╭─ Dataset records

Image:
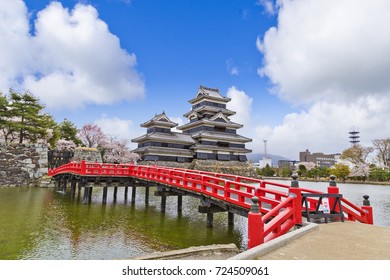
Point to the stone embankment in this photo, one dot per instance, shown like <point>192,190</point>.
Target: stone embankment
<point>22,165</point>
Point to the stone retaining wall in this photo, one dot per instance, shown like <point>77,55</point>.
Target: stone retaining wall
<point>22,165</point>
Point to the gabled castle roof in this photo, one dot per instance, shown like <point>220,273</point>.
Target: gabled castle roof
<point>208,93</point>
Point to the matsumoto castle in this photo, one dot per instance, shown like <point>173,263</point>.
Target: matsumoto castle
<point>209,134</point>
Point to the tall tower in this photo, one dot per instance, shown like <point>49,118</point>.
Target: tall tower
<point>354,136</point>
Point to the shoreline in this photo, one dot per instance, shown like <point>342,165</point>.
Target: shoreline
<point>327,181</point>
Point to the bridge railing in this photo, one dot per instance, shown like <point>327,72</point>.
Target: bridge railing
<point>279,205</point>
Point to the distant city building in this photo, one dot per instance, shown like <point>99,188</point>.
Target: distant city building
<point>266,159</point>
<point>286,163</point>
<point>354,136</point>
<point>320,159</point>
<point>210,134</point>
<point>263,162</point>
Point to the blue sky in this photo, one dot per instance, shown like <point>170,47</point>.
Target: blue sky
<point>300,73</point>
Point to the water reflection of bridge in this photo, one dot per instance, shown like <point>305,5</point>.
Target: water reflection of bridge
<point>271,212</point>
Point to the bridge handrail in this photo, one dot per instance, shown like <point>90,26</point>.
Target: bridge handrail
<point>279,217</point>
<point>282,221</point>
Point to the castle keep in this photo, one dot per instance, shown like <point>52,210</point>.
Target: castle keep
<point>209,134</point>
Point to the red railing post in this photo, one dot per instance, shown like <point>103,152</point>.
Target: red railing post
<point>333,189</point>
<point>255,225</point>
<point>297,192</point>
<point>83,168</point>
<point>367,209</point>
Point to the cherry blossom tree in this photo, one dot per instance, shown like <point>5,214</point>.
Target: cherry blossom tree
<point>92,136</point>
<point>65,145</point>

╰─

Task objective
Set down the records precisely as they appear. Any picture stays out.

Answer box
Image:
Point to the stone embankment in this photo, one dot per instance, shown like <point>192,190</point>.
Target: stone embankment
<point>22,165</point>
Point to the stone retaining wall in this photo, one dot per instance, shown like <point>77,55</point>.
Target: stone retaining wall
<point>22,165</point>
Point to the gabled castle roof in this photo, one dot per instance, shown like <point>220,273</point>.
Target: gabled castle roof
<point>208,93</point>
Point to the matsumoto castle in this photo, one dot per instance, shown like <point>173,263</point>.
Target: matsumoto castle
<point>209,134</point>
Point to the tall tower in this photo, one dot per instance, shown like <point>49,118</point>.
Target: tall tower
<point>354,136</point>
Point to the shoreline in this photo, one dot per instance, shown like <point>342,165</point>.
Target: shoreline
<point>327,181</point>
Point to the bridge railing in this photo, one dot per instance, shown like <point>327,72</point>.
Target: bridge railing
<point>279,205</point>
Point to the distant city building in this photo, one dot per instance, shown like <point>99,188</point>.
Target: distant city building
<point>266,159</point>
<point>286,163</point>
<point>354,136</point>
<point>320,159</point>
<point>210,134</point>
<point>263,162</point>
Point to the blue sky in this photo, one dot per instance, shown like <point>170,47</point>.
Target: blue sky
<point>300,73</point>
Point to the water reflection of bridge in this photo, one dot per instance, shown like <point>305,5</point>.
Target: water reflection of bridge
<point>271,212</point>
Point to the bridge handrail in this photo, one dot per instance, shown like <point>90,26</point>.
Target: bridge handrail
<point>279,217</point>
<point>282,221</point>
Point to the castle keep in this photo, one dot per instance, shown like <point>52,210</point>.
Target: castle keep
<point>209,134</point>
Point to the red railing post in this photo, one dot per instance, shown like <point>103,152</point>.
Target: red railing post
<point>333,189</point>
<point>255,225</point>
<point>297,192</point>
<point>83,168</point>
<point>367,209</point>
Point to the cherry blossom tree in this photo, one dot per instance, shown like <point>5,214</point>.
Target: cherry blossom tree
<point>92,136</point>
<point>65,145</point>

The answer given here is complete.